Task brief
Please answer from the passage on Cummins' bowling fitness: how long would he stay in an ice bath after a day in the field?

Selected extract
A key to his reemergence has been the physical training. Fast bowlers don’t need bulging pecs or biceps. These would be dead weight given the imperative is a fast-rotating arm to propel a ball that weighs a mere 156 grams. The bowling shoulder needs to be stable, not boulder-like. Where bulk is required is in the lower body. At the moment of release “we can have 10 times our bodyweight going through our legs,” says Cummins. “So if you bowl 50 overs in a Test match that’s 300 times you’ve got that force going through your body. Our glutes and legs, they’re the shock-absorbers. The main thing is to build those up to absorb all those forces but also to keep you in a good position so you can bowl 300 balls with the same action.”
Former Test spearhead Mitchell Johnson swore by Olympic lifts for preparing his body for fast bowling. Cummins isn’t about to follow his predecessor’s lead.
“He’s a machine, Johnno,” says Cummins. “I’ve tried Olympic lifting and I’m just not that good at it.”
So, he pursues lower-body explosiveness through safer moves, such as box jumps. Cummins had not so much as a niggle during the Ashes. Team leaders declined to rest him at any stage of the series, in which he was bowling as fast at the end as at the start. Crucial to that consistency was Cummins’ approach to recovery. After a day in the field the process would begin upon returning to the sheds. After a hit of protein he would lower himself into an ice bath – and stay there (slightly miserable) for 5-7 minutes. Warm again, he’d stretch out his muscles and weigh up the need for physical therapy.

Dataset extract
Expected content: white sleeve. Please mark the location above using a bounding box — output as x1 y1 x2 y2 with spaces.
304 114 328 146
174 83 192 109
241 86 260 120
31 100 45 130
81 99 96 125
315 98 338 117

Response for this exercise
5-7 minutes.